Given exercise: Please pull out every line in the records below that contains the word "treeline", and copy each of those lines in full. Case counts when matching.

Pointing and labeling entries
++++++
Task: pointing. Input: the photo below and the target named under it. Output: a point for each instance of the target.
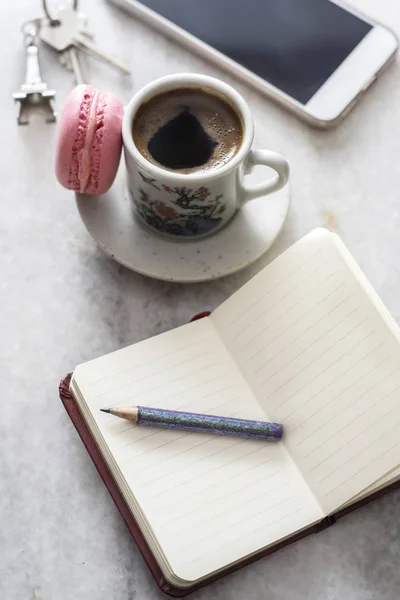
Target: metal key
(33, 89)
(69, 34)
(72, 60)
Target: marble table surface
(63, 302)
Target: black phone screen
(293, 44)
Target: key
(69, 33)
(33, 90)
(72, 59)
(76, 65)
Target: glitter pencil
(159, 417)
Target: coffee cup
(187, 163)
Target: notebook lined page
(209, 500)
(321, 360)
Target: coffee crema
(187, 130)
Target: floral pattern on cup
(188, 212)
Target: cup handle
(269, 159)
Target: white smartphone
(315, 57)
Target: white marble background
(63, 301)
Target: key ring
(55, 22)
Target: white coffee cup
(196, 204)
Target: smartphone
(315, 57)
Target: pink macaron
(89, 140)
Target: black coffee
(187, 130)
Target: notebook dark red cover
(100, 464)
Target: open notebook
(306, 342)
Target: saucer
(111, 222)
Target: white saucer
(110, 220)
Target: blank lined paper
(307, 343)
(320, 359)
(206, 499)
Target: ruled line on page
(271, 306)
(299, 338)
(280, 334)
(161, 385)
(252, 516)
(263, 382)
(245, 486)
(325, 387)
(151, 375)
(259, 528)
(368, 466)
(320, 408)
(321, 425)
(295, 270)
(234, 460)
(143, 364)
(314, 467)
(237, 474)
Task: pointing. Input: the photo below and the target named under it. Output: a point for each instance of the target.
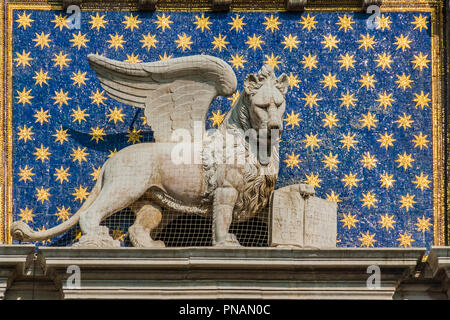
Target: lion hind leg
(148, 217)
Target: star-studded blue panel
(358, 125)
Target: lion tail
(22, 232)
++++++
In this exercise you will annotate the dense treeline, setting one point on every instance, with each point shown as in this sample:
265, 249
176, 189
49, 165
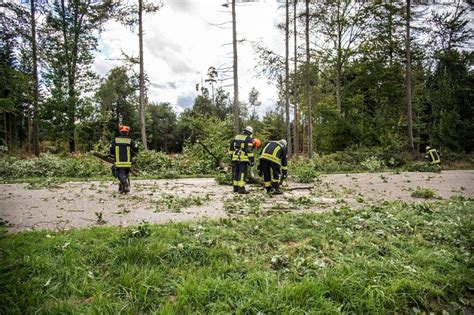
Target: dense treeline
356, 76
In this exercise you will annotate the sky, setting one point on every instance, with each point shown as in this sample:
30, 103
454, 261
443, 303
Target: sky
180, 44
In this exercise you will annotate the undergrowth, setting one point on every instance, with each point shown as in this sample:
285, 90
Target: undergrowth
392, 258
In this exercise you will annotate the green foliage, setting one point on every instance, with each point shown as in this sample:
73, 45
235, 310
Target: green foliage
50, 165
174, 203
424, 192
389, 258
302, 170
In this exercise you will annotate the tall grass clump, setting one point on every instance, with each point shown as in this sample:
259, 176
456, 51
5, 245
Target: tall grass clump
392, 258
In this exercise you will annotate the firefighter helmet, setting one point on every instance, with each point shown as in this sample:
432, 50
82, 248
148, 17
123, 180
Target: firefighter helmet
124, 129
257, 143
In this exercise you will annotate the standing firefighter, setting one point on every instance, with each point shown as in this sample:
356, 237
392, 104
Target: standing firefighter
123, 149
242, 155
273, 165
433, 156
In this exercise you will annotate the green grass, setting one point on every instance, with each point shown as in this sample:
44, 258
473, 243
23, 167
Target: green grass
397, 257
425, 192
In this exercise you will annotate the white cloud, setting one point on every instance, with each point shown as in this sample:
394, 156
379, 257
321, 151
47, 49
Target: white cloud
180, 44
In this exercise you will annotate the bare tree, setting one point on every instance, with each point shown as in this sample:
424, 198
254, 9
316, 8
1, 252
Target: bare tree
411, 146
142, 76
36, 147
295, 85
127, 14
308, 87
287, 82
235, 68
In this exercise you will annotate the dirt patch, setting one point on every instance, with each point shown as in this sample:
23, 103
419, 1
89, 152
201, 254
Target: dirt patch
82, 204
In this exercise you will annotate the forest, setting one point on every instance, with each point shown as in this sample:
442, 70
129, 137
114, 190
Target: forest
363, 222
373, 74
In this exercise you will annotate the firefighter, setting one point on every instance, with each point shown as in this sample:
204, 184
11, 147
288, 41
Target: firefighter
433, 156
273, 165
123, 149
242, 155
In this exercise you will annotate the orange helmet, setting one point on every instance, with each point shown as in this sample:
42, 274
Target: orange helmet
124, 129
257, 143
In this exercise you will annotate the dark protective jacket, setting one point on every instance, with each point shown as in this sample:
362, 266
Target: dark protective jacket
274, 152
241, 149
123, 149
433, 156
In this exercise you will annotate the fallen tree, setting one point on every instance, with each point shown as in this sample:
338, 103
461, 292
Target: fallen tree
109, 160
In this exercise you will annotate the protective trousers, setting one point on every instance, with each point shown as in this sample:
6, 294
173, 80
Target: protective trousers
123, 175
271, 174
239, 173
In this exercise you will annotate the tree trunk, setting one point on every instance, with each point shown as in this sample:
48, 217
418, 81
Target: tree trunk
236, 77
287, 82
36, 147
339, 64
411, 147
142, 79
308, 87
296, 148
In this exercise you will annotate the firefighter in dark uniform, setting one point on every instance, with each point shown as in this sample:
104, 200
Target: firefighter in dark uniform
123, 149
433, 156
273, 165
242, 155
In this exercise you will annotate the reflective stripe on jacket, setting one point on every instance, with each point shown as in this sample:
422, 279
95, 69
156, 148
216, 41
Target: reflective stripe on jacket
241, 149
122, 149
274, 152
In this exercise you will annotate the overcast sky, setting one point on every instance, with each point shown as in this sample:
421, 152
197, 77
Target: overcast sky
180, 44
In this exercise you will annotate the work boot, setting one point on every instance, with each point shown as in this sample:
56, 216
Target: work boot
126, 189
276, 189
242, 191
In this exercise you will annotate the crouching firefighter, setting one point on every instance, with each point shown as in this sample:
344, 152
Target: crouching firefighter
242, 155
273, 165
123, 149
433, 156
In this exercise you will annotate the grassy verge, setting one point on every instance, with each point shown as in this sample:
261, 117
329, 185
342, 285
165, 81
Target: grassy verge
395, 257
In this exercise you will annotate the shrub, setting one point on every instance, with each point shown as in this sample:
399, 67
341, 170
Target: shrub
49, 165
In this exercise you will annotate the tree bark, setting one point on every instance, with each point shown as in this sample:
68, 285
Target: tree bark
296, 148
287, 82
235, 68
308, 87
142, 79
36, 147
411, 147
++++++
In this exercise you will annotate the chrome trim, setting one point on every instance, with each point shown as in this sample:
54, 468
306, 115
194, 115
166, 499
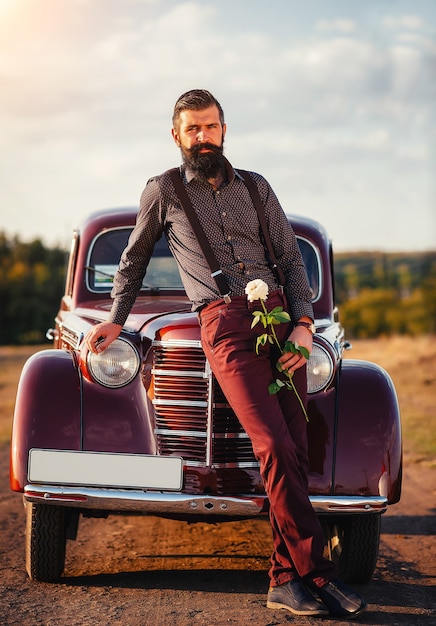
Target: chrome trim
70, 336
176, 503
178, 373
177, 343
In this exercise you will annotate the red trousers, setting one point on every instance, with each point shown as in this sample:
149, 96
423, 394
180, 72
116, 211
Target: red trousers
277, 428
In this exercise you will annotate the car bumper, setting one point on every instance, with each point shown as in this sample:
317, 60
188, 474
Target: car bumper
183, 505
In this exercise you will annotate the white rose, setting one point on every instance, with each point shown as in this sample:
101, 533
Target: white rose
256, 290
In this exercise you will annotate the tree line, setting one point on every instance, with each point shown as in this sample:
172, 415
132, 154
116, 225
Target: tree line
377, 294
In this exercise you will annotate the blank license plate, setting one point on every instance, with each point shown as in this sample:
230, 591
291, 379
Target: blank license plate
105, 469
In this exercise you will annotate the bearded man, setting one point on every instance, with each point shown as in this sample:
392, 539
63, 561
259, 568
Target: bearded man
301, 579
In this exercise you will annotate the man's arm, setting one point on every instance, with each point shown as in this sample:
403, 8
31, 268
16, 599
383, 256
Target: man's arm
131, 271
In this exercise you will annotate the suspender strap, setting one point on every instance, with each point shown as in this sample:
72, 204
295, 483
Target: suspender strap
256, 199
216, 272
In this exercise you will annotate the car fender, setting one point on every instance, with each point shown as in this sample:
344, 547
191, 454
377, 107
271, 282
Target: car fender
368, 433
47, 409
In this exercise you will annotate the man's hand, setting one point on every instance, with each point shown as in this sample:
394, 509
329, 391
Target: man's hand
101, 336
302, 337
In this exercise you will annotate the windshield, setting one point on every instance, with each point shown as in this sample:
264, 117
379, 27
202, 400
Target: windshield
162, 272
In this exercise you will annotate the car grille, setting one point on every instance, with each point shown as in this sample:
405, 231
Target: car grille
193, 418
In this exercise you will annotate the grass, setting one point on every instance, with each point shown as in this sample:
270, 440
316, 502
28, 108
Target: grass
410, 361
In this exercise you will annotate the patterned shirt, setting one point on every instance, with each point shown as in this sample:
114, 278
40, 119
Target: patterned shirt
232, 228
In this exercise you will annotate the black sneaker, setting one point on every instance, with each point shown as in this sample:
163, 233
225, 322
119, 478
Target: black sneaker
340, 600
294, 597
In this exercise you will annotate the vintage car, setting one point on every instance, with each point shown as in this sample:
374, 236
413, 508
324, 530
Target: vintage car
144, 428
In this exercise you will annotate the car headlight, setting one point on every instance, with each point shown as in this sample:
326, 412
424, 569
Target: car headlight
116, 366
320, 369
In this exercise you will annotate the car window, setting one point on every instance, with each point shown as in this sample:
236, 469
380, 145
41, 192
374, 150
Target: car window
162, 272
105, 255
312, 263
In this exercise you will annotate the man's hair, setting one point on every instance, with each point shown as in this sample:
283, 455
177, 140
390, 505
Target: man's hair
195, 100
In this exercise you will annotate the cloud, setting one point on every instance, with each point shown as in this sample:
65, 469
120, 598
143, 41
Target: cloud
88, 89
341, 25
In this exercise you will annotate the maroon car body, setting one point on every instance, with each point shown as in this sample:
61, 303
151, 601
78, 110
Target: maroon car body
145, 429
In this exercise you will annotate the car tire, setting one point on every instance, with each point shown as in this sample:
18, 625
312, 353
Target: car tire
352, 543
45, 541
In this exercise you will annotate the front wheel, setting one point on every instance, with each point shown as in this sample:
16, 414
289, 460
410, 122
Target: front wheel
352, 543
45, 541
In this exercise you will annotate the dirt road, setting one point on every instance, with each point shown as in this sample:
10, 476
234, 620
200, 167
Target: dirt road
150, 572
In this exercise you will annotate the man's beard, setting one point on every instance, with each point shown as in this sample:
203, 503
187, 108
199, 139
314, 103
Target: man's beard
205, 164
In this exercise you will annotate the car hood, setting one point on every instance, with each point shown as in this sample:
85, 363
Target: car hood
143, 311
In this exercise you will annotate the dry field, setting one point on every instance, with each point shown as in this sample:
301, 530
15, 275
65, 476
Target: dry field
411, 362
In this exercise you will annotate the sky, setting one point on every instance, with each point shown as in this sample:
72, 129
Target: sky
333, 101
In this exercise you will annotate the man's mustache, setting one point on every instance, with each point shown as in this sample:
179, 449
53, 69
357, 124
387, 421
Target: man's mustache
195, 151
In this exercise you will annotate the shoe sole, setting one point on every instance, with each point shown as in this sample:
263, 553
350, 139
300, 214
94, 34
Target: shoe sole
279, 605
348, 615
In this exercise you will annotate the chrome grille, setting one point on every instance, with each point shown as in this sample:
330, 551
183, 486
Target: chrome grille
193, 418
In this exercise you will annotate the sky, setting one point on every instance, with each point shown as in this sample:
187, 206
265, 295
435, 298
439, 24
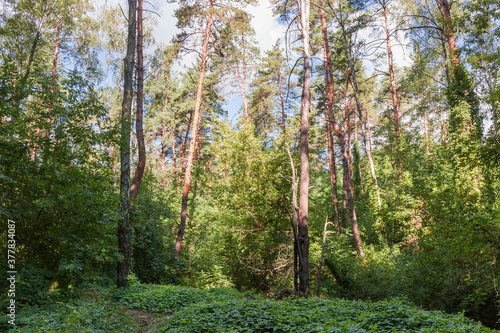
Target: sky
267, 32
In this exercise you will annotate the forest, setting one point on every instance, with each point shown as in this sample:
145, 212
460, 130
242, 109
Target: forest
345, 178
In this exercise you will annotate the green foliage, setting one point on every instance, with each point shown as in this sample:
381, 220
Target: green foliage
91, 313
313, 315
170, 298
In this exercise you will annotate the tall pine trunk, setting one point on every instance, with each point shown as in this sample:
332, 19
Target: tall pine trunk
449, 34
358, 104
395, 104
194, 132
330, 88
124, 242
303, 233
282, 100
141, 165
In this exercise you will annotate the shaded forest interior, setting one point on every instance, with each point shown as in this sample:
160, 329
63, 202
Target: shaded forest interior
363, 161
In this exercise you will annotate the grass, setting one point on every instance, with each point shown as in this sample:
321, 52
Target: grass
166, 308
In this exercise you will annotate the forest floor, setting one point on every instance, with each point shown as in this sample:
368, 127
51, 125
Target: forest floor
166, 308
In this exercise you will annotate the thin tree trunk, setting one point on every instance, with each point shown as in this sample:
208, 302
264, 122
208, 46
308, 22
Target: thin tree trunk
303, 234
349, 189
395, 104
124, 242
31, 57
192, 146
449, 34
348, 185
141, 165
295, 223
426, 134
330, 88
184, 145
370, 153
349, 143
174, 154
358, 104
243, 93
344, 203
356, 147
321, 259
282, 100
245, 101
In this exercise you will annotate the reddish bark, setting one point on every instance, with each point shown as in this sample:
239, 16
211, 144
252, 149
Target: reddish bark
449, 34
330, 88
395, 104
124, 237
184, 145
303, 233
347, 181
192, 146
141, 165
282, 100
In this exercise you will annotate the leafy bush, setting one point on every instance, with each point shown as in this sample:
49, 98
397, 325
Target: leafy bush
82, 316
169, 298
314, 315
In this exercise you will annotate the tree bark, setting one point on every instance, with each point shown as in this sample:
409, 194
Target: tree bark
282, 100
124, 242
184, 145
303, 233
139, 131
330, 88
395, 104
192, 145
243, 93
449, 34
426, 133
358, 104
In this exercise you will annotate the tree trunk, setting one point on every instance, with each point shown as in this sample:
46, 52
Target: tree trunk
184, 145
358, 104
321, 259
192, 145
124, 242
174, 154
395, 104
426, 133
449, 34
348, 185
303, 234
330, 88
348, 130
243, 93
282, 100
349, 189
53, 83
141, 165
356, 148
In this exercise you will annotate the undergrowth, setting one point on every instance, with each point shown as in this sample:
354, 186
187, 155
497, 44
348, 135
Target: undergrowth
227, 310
++++++
Reply:
In this exercise you will annotate the dense treeline, setting one point on every instance, with each point shown as in this sample:
Target: dense treeline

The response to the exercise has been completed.